= Beginning of Section =
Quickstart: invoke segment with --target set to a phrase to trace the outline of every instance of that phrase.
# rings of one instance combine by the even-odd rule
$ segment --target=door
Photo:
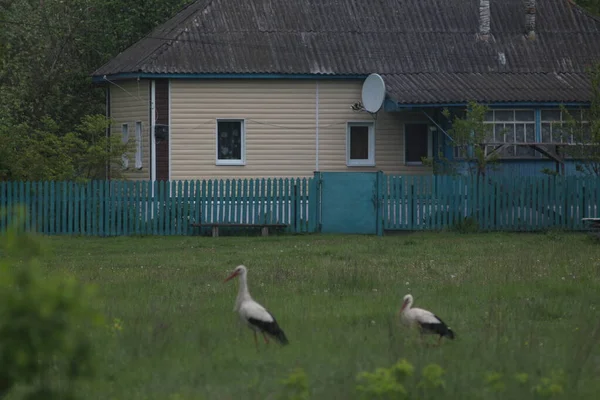
[[[154,87],[156,180],[169,180],[169,81],[157,79]]]
[[[321,173],[321,232],[376,234],[378,173]]]

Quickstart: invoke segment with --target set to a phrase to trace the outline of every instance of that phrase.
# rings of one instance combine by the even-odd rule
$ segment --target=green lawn
[[[354,399],[359,372],[401,358],[417,371],[441,365],[446,399],[534,398],[530,387],[557,369],[570,400],[600,393],[600,243],[585,234],[47,242],[45,267],[96,285],[107,320],[122,321],[115,339],[97,334],[86,399],[277,399],[298,367],[310,398]],[[242,263],[289,346],[257,352],[240,326],[238,282],[223,279]],[[419,346],[395,320],[406,293],[457,339]],[[488,372],[506,392],[485,389]],[[518,372],[533,381],[514,397]]]

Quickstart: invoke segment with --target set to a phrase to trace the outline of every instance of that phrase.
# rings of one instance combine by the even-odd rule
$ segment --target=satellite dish
[[[376,113],[385,99],[385,83],[379,74],[371,74],[365,79],[362,87],[362,103],[370,113]]]

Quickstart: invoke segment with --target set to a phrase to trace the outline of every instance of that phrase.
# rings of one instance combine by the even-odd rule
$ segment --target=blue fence
[[[314,232],[312,186],[312,178],[0,182],[0,229],[20,205],[25,229],[50,235],[190,235],[200,222],[277,223],[287,232]]]
[[[465,218],[486,231],[585,230],[583,218],[600,218],[600,178],[373,174],[380,183],[368,187],[348,173],[342,185],[335,173],[325,181],[316,173],[293,179],[0,182],[0,231],[14,221],[17,206],[27,211],[27,230],[91,236],[209,230],[197,223],[284,224],[288,233],[343,227],[348,233],[365,218],[373,218],[367,224],[372,233],[380,233],[375,227],[441,230]],[[333,212],[338,209],[344,212]],[[323,210],[330,212],[321,215]]]
[[[484,231],[586,230],[600,217],[600,178],[387,176],[388,230],[437,230],[471,218]]]

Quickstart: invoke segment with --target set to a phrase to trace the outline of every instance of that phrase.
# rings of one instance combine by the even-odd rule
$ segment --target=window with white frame
[[[491,110],[486,113],[485,123],[492,125],[490,142],[537,143],[535,137],[535,110]],[[488,146],[490,153],[495,146]],[[532,158],[538,153],[529,146],[506,146],[499,151],[501,158]]]
[[[129,142],[129,126],[127,124],[121,125],[121,142],[123,144],[127,144]],[[123,153],[121,156],[123,169],[129,168],[129,156],[127,153]]]
[[[502,143],[541,143],[560,144],[573,143],[575,140],[571,129],[567,126],[568,116],[560,109],[542,109],[540,113],[541,136],[536,136],[536,110],[531,109],[495,109],[486,113],[485,123],[491,125],[487,146],[488,154]],[[567,112],[575,120],[575,129],[585,129],[585,135],[589,135],[589,124],[585,121],[584,111],[581,109],[567,109]],[[454,157],[464,157],[466,149],[455,147]],[[528,146],[505,146],[499,151],[500,158],[539,158],[542,154]]]
[[[244,120],[217,120],[217,165],[244,165],[246,129]]]
[[[433,154],[433,134],[429,129],[429,124],[405,124],[404,148],[406,165],[422,165],[423,157],[431,157]]]
[[[142,169],[142,121],[135,123],[135,168]]]
[[[542,143],[573,144],[575,141],[577,141],[578,137],[574,136],[573,132],[569,132],[570,128],[589,129],[589,124],[585,120],[583,110],[567,109],[566,111],[568,115],[562,110],[541,110]],[[567,125],[569,121],[569,115],[574,120],[575,126]],[[585,133],[589,133],[589,131]],[[585,139],[585,137],[583,139]]]
[[[375,165],[375,124],[348,122],[346,129],[346,165]]]

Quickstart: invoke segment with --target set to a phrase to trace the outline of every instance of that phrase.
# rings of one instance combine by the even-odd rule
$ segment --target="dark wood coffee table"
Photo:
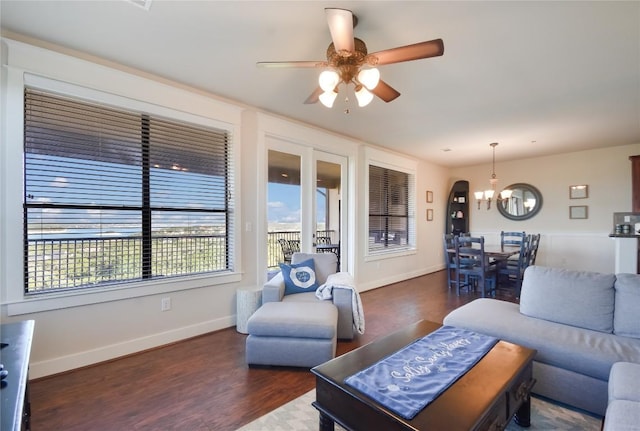
[[[334,423],[350,431],[502,430],[514,415],[519,425],[529,426],[536,351],[504,341],[412,420],[403,419],[344,383],[348,376],[440,326],[422,320],[313,368],[313,406],[320,412],[320,430],[333,431]]]

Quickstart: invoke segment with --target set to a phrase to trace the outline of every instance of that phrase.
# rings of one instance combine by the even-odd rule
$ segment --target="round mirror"
[[[500,192],[497,207],[509,220],[527,220],[542,208],[542,194],[531,184],[511,184]]]

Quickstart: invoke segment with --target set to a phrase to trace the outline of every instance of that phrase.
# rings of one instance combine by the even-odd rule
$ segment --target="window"
[[[230,271],[229,131],[25,89],[27,294]]]
[[[404,250],[414,241],[412,175],[369,166],[369,252]]]

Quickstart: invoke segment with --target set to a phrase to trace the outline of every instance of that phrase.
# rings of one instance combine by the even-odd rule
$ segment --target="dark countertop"
[[[640,238],[637,233],[610,233],[609,238]]]

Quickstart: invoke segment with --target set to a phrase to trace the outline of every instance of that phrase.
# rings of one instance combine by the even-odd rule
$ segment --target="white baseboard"
[[[444,264],[435,265],[428,268],[421,268],[416,271],[405,272],[404,274],[396,274],[390,277],[378,278],[369,283],[358,283],[358,292],[366,292],[367,290],[377,289],[378,287],[386,286],[388,284],[398,283],[400,281],[409,280],[410,278],[431,274],[432,272],[441,271],[444,268]]]
[[[74,353],[68,356],[32,362],[29,365],[29,378],[36,379],[50,376],[76,368],[116,359],[132,353],[142,352],[176,341],[184,340],[208,332],[218,331],[235,325],[235,316],[228,316],[196,325],[184,326],[166,332],[159,332],[142,338],[127,340],[122,343],[103,346],[98,349]]]

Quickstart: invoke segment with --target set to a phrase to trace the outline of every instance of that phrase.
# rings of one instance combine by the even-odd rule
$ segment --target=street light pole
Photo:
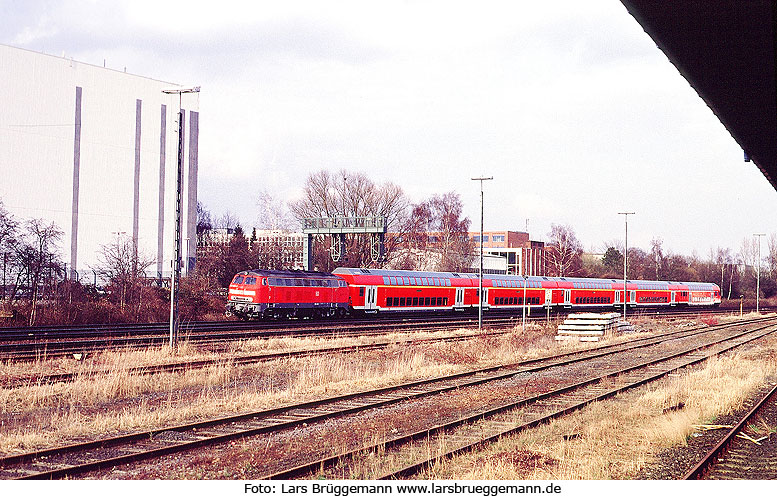
[[[490,181],[493,177],[473,177],[473,181],[480,181],[480,273],[478,274],[478,330],[483,330],[483,181]]]
[[[626,267],[629,262],[629,215],[636,214],[635,212],[619,212],[626,218],[626,241],[623,244],[623,320],[626,320]]]
[[[755,312],[758,313],[758,300],[761,297],[761,237],[766,233],[753,233],[754,237],[758,237],[758,275],[755,277]]]
[[[178,175],[175,181],[175,254],[170,276],[170,348],[178,347],[178,282],[181,275],[181,185],[183,184],[183,109],[181,95],[200,92],[200,87],[163,90],[163,94],[178,94]]]

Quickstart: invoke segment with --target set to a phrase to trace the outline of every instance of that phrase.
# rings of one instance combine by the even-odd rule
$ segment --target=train
[[[716,307],[714,283],[483,275],[477,273],[337,268],[332,273],[246,270],[229,285],[228,316],[240,319],[342,318],[386,313],[627,307]]]

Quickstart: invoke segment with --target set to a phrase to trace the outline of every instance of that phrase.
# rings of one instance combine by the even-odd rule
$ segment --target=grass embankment
[[[740,410],[777,373],[777,340],[711,359],[644,389],[438,464],[425,478],[628,479],[695,426]]]
[[[267,409],[283,404],[378,388],[476,367],[506,363],[556,349],[537,327],[505,336],[455,343],[406,344],[430,333],[397,334],[384,350],[285,358],[242,366],[231,354],[352,344],[355,340],[247,341],[207,368],[139,375],[133,367],[201,358],[183,344],[168,349],[105,353],[73,360],[0,365],[0,375],[73,371],[73,381],[0,389],[0,454],[51,447],[73,440],[163,427],[187,421]],[[433,333],[439,335],[440,333]],[[359,340],[356,340],[357,342]],[[377,341],[370,337],[363,342]],[[212,355],[212,354],[211,354]],[[92,371],[105,370],[95,377]]]

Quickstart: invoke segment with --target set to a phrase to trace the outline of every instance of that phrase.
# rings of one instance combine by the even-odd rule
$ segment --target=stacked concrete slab
[[[605,334],[630,332],[634,327],[619,320],[620,313],[570,313],[558,326],[556,341],[599,341]]]

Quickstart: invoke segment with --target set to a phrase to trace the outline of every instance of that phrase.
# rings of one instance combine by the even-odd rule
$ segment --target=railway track
[[[351,352],[357,352],[357,351],[378,350],[378,349],[384,349],[388,346],[398,344],[398,343],[420,344],[420,343],[433,343],[433,342],[461,341],[461,340],[471,339],[473,337],[478,337],[483,335],[493,336],[493,335],[503,334],[504,332],[506,332],[506,330],[509,330],[512,326],[513,325],[511,322],[508,322],[507,325],[501,325],[501,322],[495,322],[494,327],[489,327],[487,330],[483,331],[482,333],[470,333],[470,334],[459,333],[454,335],[433,336],[430,338],[408,339],[403,341],[366,342],[366,343],[354,343],[347,346],[336,346],[336,347],[328,347],[328,348],[285,350],[285,351],[276,351],[272,353],[233,355],[230,357],[229,363],[236,366],[250,365],[250,364],[255,364],[259,362],[277,360],[280,358],[309,357],[309,356],[333,354],[333,353],[351,353]],[[414,329],[415,329],[415,326],[412,326],[410,330],[414,330]],[[694,329],[690,329],[684,332],[693,332],[693,331]],[[376,335],[377,334],[379,333],[376,333]],[[665,336],[676,336],[676,334],[665,334],[665,335],[658,335],[655,337],[658,339],[661,339],[661,338],[664,338]],[[643,338],[643,339],[646,339],[646,338]],[[648,339],[653,339],[653,337]],[[621,343],[615,343],[614,345],[617,346],[619,344]],[[613,346],[613,345],[610,345],[610,346]],[[195,369],[201,369],[201,368],[205,368],[213,365],[223,364],[224,362],[225,362],[225,359],[223,356],[216,356],[216,357],[208,357],[208,358],[187,360],[187,361],[181,361],[181,362],[171,362],[171,363],[153,364],[153,365],[139,365],[139,366],[134,366],[126,369],[126,372],[131,373],[133,375],[150,375],[150,374],[159,374],[164,372],[183,372],[187,370],[195,370]],[[60,383],[60,382],[68,382],[68,381],[73,381],[79,377],[81,378],[100,377],[102,375],[111,373],[112,370],[113,369],[79,370],[76,372],[60,372],[60,373],[50,373],[50,374],[36,372],[33,375],[22,375],[22,376],[14,376],[12,378],[9,377],[5,379],[0,379],[0,387],[15,388],[15,387],[21,387],[21,386],[27,386],[27,385],[45,385],[45,384],[54,384],[54,383]]]
[[[514,317],[489,318],[484,325],[497,329],[515,324]],[[352,322],[348,324],[326,323],[295,323],[295,324],[232,324],[221,325],[216,330],[210,330],[209,324],[199,325],[196,330],[186,330],[179,335],[180,340],[196,344],[224,345],[231,341],[246,339],[269,339],[272,337],[352,337],[380,335],[387,332],[411,332],[430,329],[471,328],[477,325],[477,319],[433,318],[410,320],[374,320]],[[250,328],[249,328],[250,327]],[[66,329],[62,333],[56,330],[46,330],[43,333],[25,334],[13,332],[5,335],[0,333],[0,360],[29,361],[41,360],[72,354],[90,354],[108,349],[142,349],[165,346],[168,342],[166,332],[159,333],[158,326],[144,328],[134,326],[131,329],[116,329],[116,326],[106,326],[102,331],[93,328],[79,331]],[[101,337],[105,336],[105,337]]]
[[[470,333],[470,334],[451,334],[442,336],[432,336],[417,339],[406,339],[401,341],[385,341],[385,342],[365,342],[355,343],[347,346],[333,346],[326,348],[311,348],[300,350],[284,350],[275,351],[271,353],[258,353],[250,355],[233,355],[229,359],[223,356],[208,357],[196,360],[187,360],[183,362],[171,362],[164,364],[152,364],[152,365],[138,365],[125,369],[128,374],[146,376],[151,374],[160,374],[165,372],[185,372],[189,370],[202,369],[211,367],[214,365],[228,363],[234,366],[250,365],[260,362],[268,362],[270,360],[278,360],[282,358],[304,358],[317,355],[326,355],[334,353],[354,353],[360,351],[380,350],[388,348],[394,345],[417,345],[425,343],[438,343],[438,342],[455,342],[463,341],[466,339],[472,339],[481,336],[496,336],[503,334],[504,329],[489,329],[483,333]],[[115,372],[115,369],[95,369],[95,370],[80,370],[78,372],[58,372],[51,374],[36,373],[33,375],[14,376],[13,378],[0,378],[0,387],[2,388],[18,388],[28,385],[45,385],[54,383],[66,383],[74,381],[77,378],[92,377],[97,378],[108,375]]]
[[[774,385],[684,479],[777,479],[776,433],[777,385]]]
[[[724,313],[721,311],[720,313]],[[563,316],[566,312],[556,312]],[[639,316],[698,317],[711,311],[637,310]],[[519,312],[491,313],[484,325],[499,328],[520,319]],[[534,317],[538,319],[535,312]],[[541,317],[545,318],[545,317]],[[230,341],[271,337],[347,337],[382,334],[387,331],[408,332],[418,329],[472,328],[477,320],[472,316],[377,317],[361,318],[345,323],[330,321],[294,322],[192,322],[181,326],[179,339],[197,345],[219,345]],[[85,326],[41,326],[31,328],[0,328],[0,360],[30,361],[46,358],[86,355],[109,349],[150,348],[169,342],[169,325],[126,324]]]
[[[751,321],[750,324],[753,322]],[[254,412],[240,416],[229,416],[225,418],[189,423],[180,426],[167,427],[156,430],[147,430],[142,433],[112,437],[94,442],[85,442],[72,444],[62,448],[36,451],[28,454],[16,456],[7,456],[0,458],[0,478],[62,478],[67,476],[81,475],[85,472],[95,471],[110,466],[128,464],[142,459],[160,457],[166,454],[181,452],[184,450],[212,446],[217,443],[227,442],[236,438],[268,435],[273,436],[279,433],[294,432],[295,429],[310,430],[317,424],[330,422],[333,418],[352,416],[357,413],[370,412],[378,408],[386,408],[391,405],[403,405],[410,401],[417,401],[432,398],[442,393],[462,391],[462,388],[482,387],[484,385],[498,384],[499,381],[507,381],[515,378],[531,378],[531,374],[544,373],[552,371],[553,368],[562,365],[586,362],[586,365],[594,359],[609,359],[612,364],[612,357],[622,356],[623,353],[632,351],[635,353],[644,352],[646,347],[655,347],[665,342],[678,343],[680,340],[693,340],[681,350],[675,349],[674,352],[661,356],[651,357],[644,360],[646,353],[637,356],[640,358],[638,363],[612,370],[605,364],[597,374],[589,374],[582,380],[572,384],[561,385],[560,387],[528,398],[518,398],[518,400],[502,403],[492,406],[486,411],[467,415],[455,422],[447,422],[443,425],[437,425],[432,428],[415,430],[413,433],[399,437],[392,437],[388,441],[379,444],[370,444],[367,448],[348,449],[344,454],[336,455],[324,454],[317,455],[305,454],[304,460],[300,460],[291,454],[286,462],[273,462],[274,468],[270,468],[262,473],[268,478],[286,478],[289,476],[304,474],[306,471],[320,468],[321,465],[335,464],[338,461],[357,454],[360,451],[372,450],[376,447],[385,448],[386,451],[394,451],[397,448],[407,447],[406,444],[412,444],[423,435],[437,436],[439,433],[448,432],[452,429],[459,429],[468,423],[488,416],[499,416],[505,412],[514,412],[516,409],[522,409],[529,405],[547,407],[558,406],[560,401],[567,401],[570,398],[577,399],[574,404],[567,406],[559,412],[569,412],[573,408],[579,408],[587,402],[606,398],[610,394],[622,391],[623,387],[613,387],[613,378],[625,375],[631,371],[650,372],[650,376],[644,374],[634,381],[628,383],[627,387],[644,384],[645,378],[656,379],[661,377],[666,371],[675,370],[677,367],[685,366],[698,362],[705,356],[712,356],[714,353],[720,353],[725,350],[733,349],[743,343],[752,341],[758,337],[764,336],[775,330],[773,322],[759,320],[763,323],[761,327],[749,329],[747,332],[741,332],[742,326],[747,323],[742,322],[739,325],[726,325],[716,328],[699,330],[695,333],[684,332],[676,335],[674,338],[667,335],[654,336],[651,339],[634,340],[623,343],[622,346],[600,347],[579,352],[572,352],[543,359],[526,361],[513,366],[498,366],[488,369],[480,369],[461,374],[450,375],[446,377],[435,378],[432,380],[417,381],[380,390],[360,392],[352,395],[327,398],[314,402],[305,402],[298,405],[286,406],[283,408]],[[732,330],[737,330],[732,333]],[[703,338],[703,339],[702,339]],[[718,345],[717,348],[714,348]],[[704,350],[705,354],[695,354],[698,350]],[[665,351],[665,350],[664,350]],[[608,358],[609,357],[609,358]],[[681,359],[679,362],[678,359]],[[670,362],[674,360],[674,362]],[[651,367],[657,364],[665,364],[667,367],[656,372]],[[674,364],[674,365],[673,365]],[[670,367],[671,366],[671,367]],[[586,371],[581,371],[584,374]],[[596,386],[600,385],[600,386]],[[525,389],[525,388],[524,388]],[[579,393],[576,394],[575,392]],[[585,397],[583,400],[581,398]],[[553,399],[560,399],[559,401]],[[569,403],[569,402],[567,402]],[[525,410],[525,409],[524,409]],[[550,417],[545,416],[544,419]],[[497,418],[500,421],[502,418]],[[514,430],[513,430],[514,431]],[[400,433],[401,435],[401,433]],[[412,445],[410,446],[412,447]],[[459,447],[460,449],[460,447]],[[393,453],[393,452],[392,452]],[[264,465],[269,467],[270,465]],[[415,466],[422,468],[422,466]],[[407,468],[407,467],[405,467]],[[392,470],[386,475],[403,476],[408,474],[409,470]]]

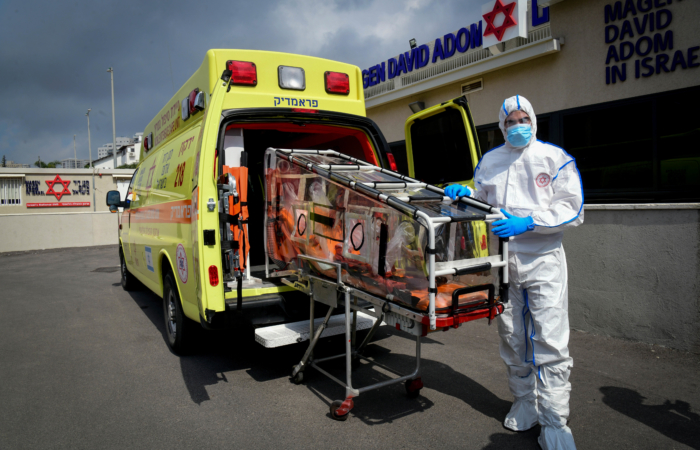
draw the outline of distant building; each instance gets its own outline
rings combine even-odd
[[[16,163],[16,162],[14,162],[14,161],[9,161],[9,160],[8,160],[8,161],[5,161],[5,167],[7,167],[8,169],[25,169],[25,168],[30,168],[31,165],[29,165],[29,164],[20,164],[20,163]]]
[[[122,145],[117,148],[117,167],[127,164],[138,164],[142,139],[143,133],[136,133],[133,138],[129,139],[130,143],[128,145]],[[113,169],[114,157],[112,156],[112,149],[110,148],[109,153],[102,158],[93,161],[93,165],[98,169]]]
[[[61,164],[63,164],[64,169],[83,169],[85,168],[86,165],[90,164],[89,159],[64,159],[61,161]]]
[[[141,133],[143,135],[143,133]],[[134,138],[118,137],[117,138],[117,148],[124,147],[125,145],[131,145],[134,143]],[[112,143],[105,144],[102,147],[97,148],[97,159],[104,158],[107,155],[112,154]]]

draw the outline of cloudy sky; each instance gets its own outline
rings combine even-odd
[[[0,0],[0,155],[88,158],[143,131],[210,48],[272,50],[367,68],[480,17],[483,0]],[[172,69],[171,69],[172,67]]]

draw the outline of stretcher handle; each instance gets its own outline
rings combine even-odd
= End of Section =
(EXERCISE): Filter the entries above and keep only the lines with the word "each".

(SOLUTION):
draw the outline of distant building; each instance gets its own outline
draw the outline of cloudy sky; each instance gets its own outline
draw the outline of stretcher handle; each instance gets its own outline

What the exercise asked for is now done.